Short exercise: Reproduce the lines below verbatim, starting at the line that contains "job: give the outline of every instance of the distant" and ending at the line that contains "M79 40L78 41L78", with both of those lines included.

───── Available records

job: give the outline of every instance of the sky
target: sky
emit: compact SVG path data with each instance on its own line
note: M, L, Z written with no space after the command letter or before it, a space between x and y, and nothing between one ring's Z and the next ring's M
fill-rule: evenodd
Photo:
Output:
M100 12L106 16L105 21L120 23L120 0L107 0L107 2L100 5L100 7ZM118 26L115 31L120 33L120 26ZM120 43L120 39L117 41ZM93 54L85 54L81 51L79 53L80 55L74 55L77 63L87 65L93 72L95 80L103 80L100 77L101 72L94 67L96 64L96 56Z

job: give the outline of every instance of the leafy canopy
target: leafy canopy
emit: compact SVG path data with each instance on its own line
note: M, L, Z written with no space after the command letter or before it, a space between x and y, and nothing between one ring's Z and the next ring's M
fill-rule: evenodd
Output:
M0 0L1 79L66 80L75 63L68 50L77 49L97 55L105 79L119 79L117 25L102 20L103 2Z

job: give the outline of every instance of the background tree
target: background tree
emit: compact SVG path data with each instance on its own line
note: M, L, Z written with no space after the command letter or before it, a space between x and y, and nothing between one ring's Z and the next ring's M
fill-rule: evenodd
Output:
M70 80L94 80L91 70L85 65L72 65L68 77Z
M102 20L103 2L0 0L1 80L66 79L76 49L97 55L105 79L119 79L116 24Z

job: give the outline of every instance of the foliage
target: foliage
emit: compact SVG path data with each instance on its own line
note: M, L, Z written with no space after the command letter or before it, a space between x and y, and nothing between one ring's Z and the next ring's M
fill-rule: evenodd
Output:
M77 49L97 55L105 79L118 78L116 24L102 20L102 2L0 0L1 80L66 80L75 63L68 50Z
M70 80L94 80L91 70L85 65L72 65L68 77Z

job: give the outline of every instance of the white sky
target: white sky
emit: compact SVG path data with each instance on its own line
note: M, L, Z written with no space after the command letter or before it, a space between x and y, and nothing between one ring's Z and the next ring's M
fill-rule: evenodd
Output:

──────────
───── Available records

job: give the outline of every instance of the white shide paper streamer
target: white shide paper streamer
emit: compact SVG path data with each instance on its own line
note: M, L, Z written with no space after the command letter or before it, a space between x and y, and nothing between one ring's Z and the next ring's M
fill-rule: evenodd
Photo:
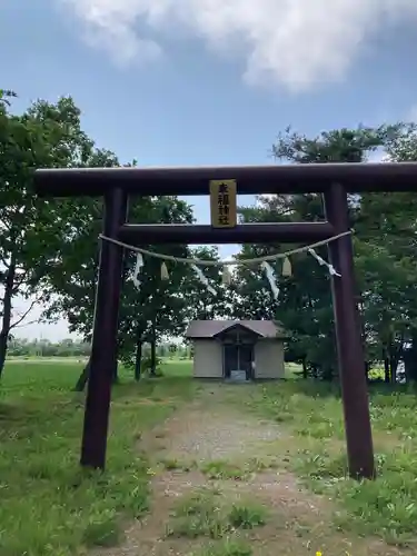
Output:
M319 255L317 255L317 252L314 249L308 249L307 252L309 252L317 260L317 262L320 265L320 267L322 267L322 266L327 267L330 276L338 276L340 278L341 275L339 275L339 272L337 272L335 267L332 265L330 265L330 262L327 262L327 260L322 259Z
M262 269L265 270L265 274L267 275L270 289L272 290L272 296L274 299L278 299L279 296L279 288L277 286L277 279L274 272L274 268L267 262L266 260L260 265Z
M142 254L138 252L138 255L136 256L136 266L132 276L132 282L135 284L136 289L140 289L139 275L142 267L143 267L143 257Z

──────────
───── Available records

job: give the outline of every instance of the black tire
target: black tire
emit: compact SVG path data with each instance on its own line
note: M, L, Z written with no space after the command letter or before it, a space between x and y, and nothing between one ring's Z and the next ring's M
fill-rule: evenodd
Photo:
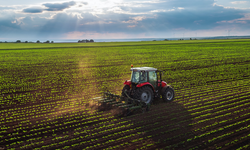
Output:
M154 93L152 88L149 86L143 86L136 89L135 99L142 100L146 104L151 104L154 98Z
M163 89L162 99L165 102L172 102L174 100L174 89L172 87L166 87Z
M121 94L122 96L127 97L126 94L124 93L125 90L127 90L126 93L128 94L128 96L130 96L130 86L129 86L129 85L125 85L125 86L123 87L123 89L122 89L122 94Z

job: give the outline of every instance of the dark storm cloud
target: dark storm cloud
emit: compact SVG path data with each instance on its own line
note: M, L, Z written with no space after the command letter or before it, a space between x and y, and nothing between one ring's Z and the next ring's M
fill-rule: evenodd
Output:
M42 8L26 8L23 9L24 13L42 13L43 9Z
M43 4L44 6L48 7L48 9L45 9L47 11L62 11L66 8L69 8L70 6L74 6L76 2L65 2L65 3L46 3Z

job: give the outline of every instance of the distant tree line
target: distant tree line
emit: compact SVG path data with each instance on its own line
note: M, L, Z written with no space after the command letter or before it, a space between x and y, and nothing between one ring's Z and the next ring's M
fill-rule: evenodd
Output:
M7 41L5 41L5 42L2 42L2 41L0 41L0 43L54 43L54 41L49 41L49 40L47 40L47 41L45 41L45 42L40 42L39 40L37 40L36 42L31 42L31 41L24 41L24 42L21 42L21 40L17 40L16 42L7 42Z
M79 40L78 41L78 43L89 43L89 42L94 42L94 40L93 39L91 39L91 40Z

──────────

Finished task:
job: give the outline of every instance of the distant tree line
target: distant tree line
emit: compact SVG path data with each instance on its own line
note: M, L, Z written with no space after the command letter or before it, a space between x and y, and nothing between one ring's Z and the next ring's M
fill-rule: evenodd
Output:
M7 41L5 41L5 42L2 42L2 41L0 41L0 43L54 43L54 41L49 41L49 40L47 40L47 41L45 41L45 42L40 42L39 40L37 40L36 42L31 42L31 41L24 41L24 42L21 42L21 40L17 40L16 42L7 42Z
M79 40L78 41L78 43L89 43L89 42L94 42L94 40L93 39L91 39L91 40Z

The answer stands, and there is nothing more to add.